**Exercise goal**
Count the lines in the records below that contain the string "outline", matching case exactly. Reply with the number alone.

-- start Records for processing --

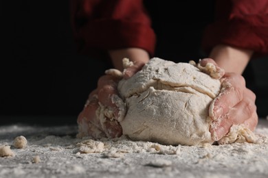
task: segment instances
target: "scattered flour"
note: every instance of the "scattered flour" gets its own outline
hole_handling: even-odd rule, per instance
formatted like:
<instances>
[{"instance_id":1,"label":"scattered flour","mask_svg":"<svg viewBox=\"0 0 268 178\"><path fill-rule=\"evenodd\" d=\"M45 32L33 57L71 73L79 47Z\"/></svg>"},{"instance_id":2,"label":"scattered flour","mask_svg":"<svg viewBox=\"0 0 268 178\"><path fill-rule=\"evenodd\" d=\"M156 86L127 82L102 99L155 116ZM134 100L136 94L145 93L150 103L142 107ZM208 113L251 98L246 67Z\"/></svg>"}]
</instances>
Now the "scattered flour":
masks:
<instances>
[{"instance_id":1,"label":"scattered flour","mask_svg":"<svg viewBox=\"0 0 268 178\"><path fill-rule=\"evenodd\" d=\"M21 135L17 130L23 130L24 127L10 127L18 129L11 129L7 134L0 133L0 145L11 145L14 137L10 135ZM0 131L2 128L7 127L0 126ZM29 141L25 149L12 147L15 157L0 157L0 177L268 177L268 122L265 119L260 120L256 128L256 143L204 144L202 147L132 141L125 136L78 139L75 137L77 127L32 127L31 130L23 134ZM70 130L73 130L71 136L66 134ZM80 147L86 151L79 152ZM33 162L36 155L41 157L38 164Z\"/></svg>"},{"instance_id":2,"label":"scattered flour","mask_svg":"<svg viewBox=\"0 0 268 178\"><path fill-rule=\"evenodd\" d=\"M32 162L35 164L38 164L41 162L40 157L38 155L36 155L32 158Z\"/></svg>"}]
</instances>

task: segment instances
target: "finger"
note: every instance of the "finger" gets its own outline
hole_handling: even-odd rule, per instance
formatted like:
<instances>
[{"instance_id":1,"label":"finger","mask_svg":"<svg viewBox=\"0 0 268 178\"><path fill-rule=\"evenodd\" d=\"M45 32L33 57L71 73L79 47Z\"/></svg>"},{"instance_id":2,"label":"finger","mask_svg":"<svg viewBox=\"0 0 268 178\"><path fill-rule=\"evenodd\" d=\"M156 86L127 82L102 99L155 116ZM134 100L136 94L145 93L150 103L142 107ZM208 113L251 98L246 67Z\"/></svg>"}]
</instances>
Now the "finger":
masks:
<instances>
[{"instance_id":1,"label":"finger","mask_svg":"<svg viewBox=\"0 0 268 178\"><path fill-rule=\"evenodd\" d=\"M199 61L197 67L202 71L210 75L212 78L221 79L225 75L223 68L218 66L211 58L204 58Z\"/></svg>"},{"instance_id":2,"label":"finger","mask_svg":"<svg viewBox=\"0 0 268 178\"><path fill-rule=\"evenodd\" d=\"M118 97L117 88L111 86L104 86L98 92L99 101L109 110L114 118L121 120L125 115L125 106L122 100Z\"/></svg>"},{"instance_id":3,"label":"finger","mask_svg":"<svg viewBox=\"0 0 268 178\"><path fill-rule=\"evenodd\" d=\"M134 64L134 65L129 66L124 70L124 79L129 79L134 74L140 71L144 66L144 62L137 62Z\"/></svg>"},{"instance_id":4,"label":"finger","mask_svg":"<svg viewBox=\"0 0 268 178\"><path fill-rule=\"evenodd\" d=\"M256 117L256 106L254 101L249 97L245 97L243 101L232 108L229 113L212 123L210 131L215 140L219 140L226 135L232 125L244 123L249 118L256 119L254 117ZM254 126L254 120L247 122L249 126L252 127L252 127Z\"/></svg>"},{"instance_id":5,"label":"finger","mask_svg":"<svg viewBox=\"0 0 268 178\"><path fill-rule=\"evenodd\" d=\"M241 101L243 91L246 90L245 79L241 75L234 73L225 75L221 92L210 106L210 116L212 120L226 114L230 108Z\"/></svg>"},{"instance_id":6,"label":"finger","mask_svg":"<svg viewBox=\"0 0 268 178\"><path fill-rule=\"evenodd\" d=\"M244 124L247 126L251 131L254 131L257 127L258 121L258 117L257 112L254 112L252 117L245 120Z\"/></svg>"},{"instance_id":7,"label":"finger","mask_svg":"<svg viewBox=\"0 0 268 178\"><path fill-rule=\"evenodd\" d=\"M90 136L94 138L100 138L105 136L100 120L96 115L96 111L98 107L98 100L96 96L90 97L87 101L87 103L79 114L77 120L79 132L82 133L82 135Z\"/></svg>"},{"instance_id":8,"label":"finger","mask_svg":"<svg viewBox=\"0 0 268 178\"><path fill-rule=\"evenodd\" d=\"M98 81L98 89L100 90L106 85L115 86L117 85L118 82L118 79L117 77L114 77L110 75L102 75Z\"/></svg>"}]
</instances>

-- end Records for processing --

**Task output**
2